- _Task details_:
Extract the complete listing and repeat it word for word.

(Entries taken from a collection)
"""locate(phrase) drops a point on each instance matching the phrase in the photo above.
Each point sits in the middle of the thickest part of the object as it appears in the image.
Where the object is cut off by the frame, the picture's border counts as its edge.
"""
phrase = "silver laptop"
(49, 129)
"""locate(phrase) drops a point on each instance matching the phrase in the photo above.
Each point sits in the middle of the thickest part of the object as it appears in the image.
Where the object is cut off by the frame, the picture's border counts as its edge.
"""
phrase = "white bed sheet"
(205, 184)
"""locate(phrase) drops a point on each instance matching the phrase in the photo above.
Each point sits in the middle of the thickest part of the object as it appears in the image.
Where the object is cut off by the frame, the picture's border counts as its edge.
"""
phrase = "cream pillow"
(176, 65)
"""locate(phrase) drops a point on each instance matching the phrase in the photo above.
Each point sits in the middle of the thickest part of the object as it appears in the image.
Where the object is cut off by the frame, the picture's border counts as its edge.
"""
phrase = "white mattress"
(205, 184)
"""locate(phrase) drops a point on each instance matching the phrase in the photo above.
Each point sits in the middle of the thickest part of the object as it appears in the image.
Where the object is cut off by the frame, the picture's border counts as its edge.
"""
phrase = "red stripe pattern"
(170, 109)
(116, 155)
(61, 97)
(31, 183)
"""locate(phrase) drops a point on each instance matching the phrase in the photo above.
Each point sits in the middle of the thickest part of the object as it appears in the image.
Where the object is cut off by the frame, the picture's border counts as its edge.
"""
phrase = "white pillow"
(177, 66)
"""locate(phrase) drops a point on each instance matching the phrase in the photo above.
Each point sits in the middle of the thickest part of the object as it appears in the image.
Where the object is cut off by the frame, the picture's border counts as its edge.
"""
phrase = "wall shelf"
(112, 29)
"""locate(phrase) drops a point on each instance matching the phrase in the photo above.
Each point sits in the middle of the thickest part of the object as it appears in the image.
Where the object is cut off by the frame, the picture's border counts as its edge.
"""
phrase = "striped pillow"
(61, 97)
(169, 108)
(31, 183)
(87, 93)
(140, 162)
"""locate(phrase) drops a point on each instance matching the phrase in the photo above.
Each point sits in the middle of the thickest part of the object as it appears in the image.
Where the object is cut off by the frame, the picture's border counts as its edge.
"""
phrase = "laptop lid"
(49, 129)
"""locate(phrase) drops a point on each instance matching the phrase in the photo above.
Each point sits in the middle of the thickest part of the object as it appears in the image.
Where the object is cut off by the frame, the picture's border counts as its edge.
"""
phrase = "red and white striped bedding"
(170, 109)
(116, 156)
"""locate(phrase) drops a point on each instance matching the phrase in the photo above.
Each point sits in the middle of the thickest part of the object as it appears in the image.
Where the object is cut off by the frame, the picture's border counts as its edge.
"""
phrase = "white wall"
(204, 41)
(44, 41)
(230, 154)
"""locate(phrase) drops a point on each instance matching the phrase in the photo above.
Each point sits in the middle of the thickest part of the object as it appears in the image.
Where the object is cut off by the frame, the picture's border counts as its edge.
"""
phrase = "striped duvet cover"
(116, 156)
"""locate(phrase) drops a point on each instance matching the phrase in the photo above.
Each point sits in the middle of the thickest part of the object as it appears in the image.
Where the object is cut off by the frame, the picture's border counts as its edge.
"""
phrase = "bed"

- _Reply_:
"""locate(phrase) drops a point on each instance matching the phrase in the photo above.
Each point sits in the middle of the thickest part of the object as it appears in the image.
Where the object is cut off by the frame, the picture's border counts as its edge.
"""
phrase = "silver laptop"
(49, 129)
"""locate(phrase) drops a point on each instance matching the phrase in the photo above.
Each point sits in the middle of the thickest part of the object as it appears in the image.
Where the object is cut off by the frame, the picture's border counts as its edge.
"""
phrase = "white bed sheet"
(205, 184)
"""locate(phrase) drops a point on each instance matching the phrase in the photo above.
Each point sits in the middle of the thickest part of the object as it appears in the image.
Where the object is cut off by the frame, the picture's border counts as its edge.
"""
phrase = "cream pillow"
(176, 65)
"""locate(phrase) drops a point on each instance matching the phrase in the photo above.
Each point sits in the middle of the thickest part of the object as it appears in the image.
Where the object is cut off by the frame, the picture's border counts as its edge.
"""
phrase = "white mattress"
(205, 184)
"""locate(phrase) drops a point on each instance matching the phrase in the photo above.
Each point sits in the middle of the thickest part of the object as it appears in the image.
Where the object is cut off by the frame, the picture's border counts as its edge.
"""
phrase = "red stripe pattern"
(170, 109)
(116, 155)
(61, 97)
(31, 183)
"""locate(phrase) drops a point on each instance matching the phrase in the photo above.
Each point sits in the middle of the thickest part of the object as it appears in the image.
Where the object is cut off by the frame, the picture's border counts as its edge.
"""
phrase = "white pillow"
(177, 66)
"""locate(phrase) drops a point on each instance matching the phrase in the photo above.
Each point sits in the middle of the thickest part of the object as it appears in the image.
Where the object is cut off by the frame, the picture's border counts as its edge.
"""
phrase = "wall shelf"
(112, 29)
"""locate(phrase) drops a point on each instance matching the phrase in the photo above.
Each point sits in the middle of the thickest part of the object as it appears in the image.
Where the object is cut off by the frame, the picture's border counts as its edge.
"""
phrase = "striped pillow"
(61, 97)
(169, 108)
(31, 183)
(87, 93)
(140, 162)
"""locate(phrase) drops a point on each instance matching the phrase in the photo above.
Each point sits in the middle of the thickest part of the object as it appears in the image.
Where the object is cut off by the frame, the picture's border counts as its edge.
"""
phrase = "laptop lid"
(49, 129)
"""locate(phrase) drops a point on each instance matching the phrase in the photo above.
Each point sits in the middle of the thickest part of the object as it appears in the image.
Where the object is cut off by the frame, the picture's border counts as its edge.
"""
phrase = "red and white striped bedding"
(170, 109)
(116, 156)
"""locate(phrase) drops a point on each instance matching the phrase in the photo above.
Each point sits in the middle of the thickest part of the object as it appears in the image.
Where the object is cut off by the frame, the picture's border counts as its edge.
"""
phrase = "white wall"
(204, 41)
(44, 41)
(230, 154)
"""locate(phrase) drops a point on each instance matching the phrase in the photo above.
Each point sits in the middle of the thickest part of the object as it appears in the image.
Where the object is cut off by the frame, the picture's border counts as its edge.
"""
phrase = "striped duvet cover"
(116, 156)
"""locate(phrase) drops a point on each instance matching the phrase in the photo above.
Each point sits in the middle of the thickest part of the object as it appears in the image.
Where the object is cut off by the frame, the picture's border counts as its edge.
"""
phrase = "bed"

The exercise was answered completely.